=== TASK DATA ===
-- -- --

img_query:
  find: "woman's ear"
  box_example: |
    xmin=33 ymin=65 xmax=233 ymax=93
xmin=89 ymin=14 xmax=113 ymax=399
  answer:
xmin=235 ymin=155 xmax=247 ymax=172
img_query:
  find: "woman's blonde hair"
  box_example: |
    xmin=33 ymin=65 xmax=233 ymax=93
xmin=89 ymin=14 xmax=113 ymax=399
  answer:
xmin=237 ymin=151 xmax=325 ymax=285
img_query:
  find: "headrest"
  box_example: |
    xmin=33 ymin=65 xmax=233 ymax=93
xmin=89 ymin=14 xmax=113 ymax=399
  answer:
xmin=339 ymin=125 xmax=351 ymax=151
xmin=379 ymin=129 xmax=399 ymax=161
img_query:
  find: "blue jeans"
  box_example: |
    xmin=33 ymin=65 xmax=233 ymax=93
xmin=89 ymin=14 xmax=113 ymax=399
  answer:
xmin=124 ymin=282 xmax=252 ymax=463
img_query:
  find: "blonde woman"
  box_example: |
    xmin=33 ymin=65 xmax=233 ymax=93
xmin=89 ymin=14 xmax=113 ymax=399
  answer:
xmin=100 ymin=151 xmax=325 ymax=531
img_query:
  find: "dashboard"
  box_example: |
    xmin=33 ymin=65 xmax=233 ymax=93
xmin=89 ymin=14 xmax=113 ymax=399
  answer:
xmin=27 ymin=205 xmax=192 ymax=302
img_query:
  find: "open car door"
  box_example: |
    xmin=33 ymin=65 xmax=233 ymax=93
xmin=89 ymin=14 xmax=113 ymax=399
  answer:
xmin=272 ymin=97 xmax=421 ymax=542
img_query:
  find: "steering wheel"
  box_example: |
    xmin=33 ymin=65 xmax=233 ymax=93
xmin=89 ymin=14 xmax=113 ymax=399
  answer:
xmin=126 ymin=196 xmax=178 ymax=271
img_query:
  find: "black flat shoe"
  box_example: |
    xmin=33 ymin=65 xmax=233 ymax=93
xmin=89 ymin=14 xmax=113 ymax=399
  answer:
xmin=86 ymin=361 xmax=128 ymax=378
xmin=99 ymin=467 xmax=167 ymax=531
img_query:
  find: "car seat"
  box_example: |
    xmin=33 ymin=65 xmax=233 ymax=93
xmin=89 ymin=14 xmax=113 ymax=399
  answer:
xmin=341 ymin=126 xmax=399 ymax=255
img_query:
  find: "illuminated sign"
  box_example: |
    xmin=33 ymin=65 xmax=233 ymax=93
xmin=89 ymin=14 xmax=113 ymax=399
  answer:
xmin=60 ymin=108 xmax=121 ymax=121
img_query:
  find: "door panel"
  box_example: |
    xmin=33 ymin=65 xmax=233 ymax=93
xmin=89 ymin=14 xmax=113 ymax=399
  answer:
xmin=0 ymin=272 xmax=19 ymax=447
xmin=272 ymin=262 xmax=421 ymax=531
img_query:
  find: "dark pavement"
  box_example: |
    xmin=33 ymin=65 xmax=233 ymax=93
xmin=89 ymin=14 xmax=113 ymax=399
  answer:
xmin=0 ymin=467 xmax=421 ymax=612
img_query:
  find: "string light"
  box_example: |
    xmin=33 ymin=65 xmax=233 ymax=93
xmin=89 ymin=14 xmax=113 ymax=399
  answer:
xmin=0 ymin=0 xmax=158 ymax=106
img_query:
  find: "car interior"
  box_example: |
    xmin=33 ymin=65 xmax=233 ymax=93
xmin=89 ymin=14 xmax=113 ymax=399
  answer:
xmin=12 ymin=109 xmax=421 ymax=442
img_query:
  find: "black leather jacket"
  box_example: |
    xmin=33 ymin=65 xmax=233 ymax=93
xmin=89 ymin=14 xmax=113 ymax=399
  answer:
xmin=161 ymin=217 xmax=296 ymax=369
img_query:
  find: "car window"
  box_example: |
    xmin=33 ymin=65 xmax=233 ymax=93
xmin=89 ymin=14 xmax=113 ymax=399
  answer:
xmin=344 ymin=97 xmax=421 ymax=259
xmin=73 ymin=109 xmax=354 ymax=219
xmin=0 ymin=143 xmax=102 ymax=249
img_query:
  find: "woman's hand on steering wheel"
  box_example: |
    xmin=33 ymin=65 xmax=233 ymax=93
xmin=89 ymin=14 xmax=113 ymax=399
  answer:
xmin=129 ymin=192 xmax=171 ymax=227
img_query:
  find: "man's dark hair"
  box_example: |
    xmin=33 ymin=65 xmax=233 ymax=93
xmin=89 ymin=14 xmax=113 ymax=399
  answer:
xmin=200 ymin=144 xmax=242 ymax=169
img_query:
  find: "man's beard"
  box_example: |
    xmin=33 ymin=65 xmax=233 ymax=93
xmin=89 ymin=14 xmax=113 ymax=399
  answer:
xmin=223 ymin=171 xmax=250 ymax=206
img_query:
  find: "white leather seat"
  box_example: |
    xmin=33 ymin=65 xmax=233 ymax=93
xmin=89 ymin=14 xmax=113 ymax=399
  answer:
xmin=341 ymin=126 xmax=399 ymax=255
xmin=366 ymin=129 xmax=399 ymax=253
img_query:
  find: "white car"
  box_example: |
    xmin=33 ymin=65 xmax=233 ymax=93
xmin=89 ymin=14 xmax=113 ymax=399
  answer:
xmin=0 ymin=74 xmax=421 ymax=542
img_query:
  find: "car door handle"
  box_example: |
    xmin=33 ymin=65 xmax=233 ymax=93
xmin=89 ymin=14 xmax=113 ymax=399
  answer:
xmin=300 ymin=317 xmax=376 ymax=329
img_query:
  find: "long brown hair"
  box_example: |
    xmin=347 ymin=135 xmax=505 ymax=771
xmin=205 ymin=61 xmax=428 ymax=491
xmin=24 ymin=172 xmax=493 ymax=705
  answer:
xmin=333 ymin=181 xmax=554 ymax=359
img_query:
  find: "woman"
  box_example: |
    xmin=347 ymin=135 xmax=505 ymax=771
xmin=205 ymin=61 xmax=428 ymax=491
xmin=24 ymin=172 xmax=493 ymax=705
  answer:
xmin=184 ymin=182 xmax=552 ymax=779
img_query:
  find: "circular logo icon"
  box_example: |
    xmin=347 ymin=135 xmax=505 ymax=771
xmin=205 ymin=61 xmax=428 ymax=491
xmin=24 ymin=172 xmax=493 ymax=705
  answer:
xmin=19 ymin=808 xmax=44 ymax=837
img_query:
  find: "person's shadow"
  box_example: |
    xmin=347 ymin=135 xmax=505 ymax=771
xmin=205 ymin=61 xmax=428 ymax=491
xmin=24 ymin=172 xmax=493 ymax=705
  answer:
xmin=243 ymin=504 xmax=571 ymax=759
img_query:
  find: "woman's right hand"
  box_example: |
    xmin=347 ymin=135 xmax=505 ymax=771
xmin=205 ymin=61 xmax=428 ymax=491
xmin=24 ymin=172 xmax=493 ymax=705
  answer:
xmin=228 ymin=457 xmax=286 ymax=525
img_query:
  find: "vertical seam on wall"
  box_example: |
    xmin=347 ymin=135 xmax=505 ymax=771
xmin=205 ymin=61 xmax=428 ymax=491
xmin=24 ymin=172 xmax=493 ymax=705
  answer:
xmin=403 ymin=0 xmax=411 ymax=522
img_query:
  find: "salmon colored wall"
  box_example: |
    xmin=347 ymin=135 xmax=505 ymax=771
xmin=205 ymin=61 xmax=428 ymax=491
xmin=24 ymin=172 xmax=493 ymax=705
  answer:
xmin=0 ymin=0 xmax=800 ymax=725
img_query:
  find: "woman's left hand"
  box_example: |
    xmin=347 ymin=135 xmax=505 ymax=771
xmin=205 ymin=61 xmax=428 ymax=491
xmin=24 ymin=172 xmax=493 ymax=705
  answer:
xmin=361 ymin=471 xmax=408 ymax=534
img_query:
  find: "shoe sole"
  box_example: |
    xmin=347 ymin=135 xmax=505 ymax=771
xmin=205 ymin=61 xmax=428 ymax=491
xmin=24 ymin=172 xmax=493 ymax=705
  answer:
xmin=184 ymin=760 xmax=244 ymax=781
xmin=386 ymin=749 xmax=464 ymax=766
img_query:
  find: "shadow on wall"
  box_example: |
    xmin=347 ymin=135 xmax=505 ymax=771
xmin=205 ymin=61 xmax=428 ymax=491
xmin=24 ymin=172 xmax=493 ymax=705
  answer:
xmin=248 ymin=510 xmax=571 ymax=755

-- -- --

=== STATED PROBLEM ===
Show each line of the material above that contains the string "wheel", treating uppercase and lowercase letters as different.

=== EXERCISE ANSWER ===
  find: "steering wheel"
  find: "woman's hand on steering wheel"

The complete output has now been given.